> Task details
With the line containing "159, row 164." as the first and the final line of the entries as the last, repeat exactly the lines in that span, including both.

> Material for this task
....................
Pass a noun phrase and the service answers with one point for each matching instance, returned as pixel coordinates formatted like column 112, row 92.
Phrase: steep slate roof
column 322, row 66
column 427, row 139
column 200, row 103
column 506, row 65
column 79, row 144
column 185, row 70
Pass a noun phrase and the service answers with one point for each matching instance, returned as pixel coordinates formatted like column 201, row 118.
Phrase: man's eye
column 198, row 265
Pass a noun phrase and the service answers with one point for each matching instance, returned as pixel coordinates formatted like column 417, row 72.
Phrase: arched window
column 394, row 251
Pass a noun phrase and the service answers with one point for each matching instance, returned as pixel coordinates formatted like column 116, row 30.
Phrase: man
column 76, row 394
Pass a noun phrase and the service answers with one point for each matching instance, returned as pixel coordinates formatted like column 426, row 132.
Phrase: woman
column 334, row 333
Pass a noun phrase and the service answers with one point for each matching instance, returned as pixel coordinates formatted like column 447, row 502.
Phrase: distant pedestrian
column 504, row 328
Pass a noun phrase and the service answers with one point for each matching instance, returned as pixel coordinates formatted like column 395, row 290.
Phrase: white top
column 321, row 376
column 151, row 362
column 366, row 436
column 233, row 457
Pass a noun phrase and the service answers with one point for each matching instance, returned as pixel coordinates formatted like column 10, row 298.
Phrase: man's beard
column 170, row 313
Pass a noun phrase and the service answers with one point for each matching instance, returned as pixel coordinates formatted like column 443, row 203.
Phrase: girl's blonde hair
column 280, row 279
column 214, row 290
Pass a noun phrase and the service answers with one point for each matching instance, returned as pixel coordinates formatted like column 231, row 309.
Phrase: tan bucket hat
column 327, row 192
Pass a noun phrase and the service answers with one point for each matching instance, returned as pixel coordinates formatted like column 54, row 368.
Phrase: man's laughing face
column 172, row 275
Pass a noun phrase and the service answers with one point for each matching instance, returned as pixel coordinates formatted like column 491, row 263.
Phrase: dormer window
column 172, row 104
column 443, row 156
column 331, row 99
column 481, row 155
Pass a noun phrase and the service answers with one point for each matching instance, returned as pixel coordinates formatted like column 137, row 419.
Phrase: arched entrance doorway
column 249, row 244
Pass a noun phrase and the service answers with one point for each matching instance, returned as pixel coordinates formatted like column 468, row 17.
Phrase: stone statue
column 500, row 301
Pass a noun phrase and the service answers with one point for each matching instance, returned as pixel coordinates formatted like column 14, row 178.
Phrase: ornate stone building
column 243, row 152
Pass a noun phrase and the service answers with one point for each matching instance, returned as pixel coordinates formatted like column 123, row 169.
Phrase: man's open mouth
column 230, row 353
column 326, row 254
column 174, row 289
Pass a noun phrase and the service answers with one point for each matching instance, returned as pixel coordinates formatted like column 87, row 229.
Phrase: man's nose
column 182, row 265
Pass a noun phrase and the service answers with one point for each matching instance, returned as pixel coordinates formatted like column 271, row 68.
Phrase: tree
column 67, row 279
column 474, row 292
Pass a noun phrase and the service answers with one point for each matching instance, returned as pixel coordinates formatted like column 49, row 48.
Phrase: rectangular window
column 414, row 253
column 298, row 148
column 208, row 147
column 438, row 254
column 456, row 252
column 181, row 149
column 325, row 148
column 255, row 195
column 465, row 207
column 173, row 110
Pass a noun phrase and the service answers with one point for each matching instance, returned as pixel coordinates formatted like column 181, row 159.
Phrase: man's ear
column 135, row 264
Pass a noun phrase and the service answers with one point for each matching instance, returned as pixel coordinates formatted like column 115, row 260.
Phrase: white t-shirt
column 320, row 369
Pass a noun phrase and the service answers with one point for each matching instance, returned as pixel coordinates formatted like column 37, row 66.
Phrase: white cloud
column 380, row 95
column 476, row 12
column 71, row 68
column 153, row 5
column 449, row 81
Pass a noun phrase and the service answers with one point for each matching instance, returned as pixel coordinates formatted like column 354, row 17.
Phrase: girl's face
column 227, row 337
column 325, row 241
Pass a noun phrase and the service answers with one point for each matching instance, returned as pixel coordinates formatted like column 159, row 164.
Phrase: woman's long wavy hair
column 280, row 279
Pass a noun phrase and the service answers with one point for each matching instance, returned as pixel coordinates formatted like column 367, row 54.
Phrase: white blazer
....................
> Exercise result
Pass a noun phrase and the service answers with one point for each matching instance, returned as pixel coordinates formatted like column 159, row 164.
Phrase: woman's long wavy hair
column 280, row 279
Pass a noun phrase and the service answers with one point for each matching instance, returned as pixel coordinates formatted like column 367, row 54.
Phrase: white blazer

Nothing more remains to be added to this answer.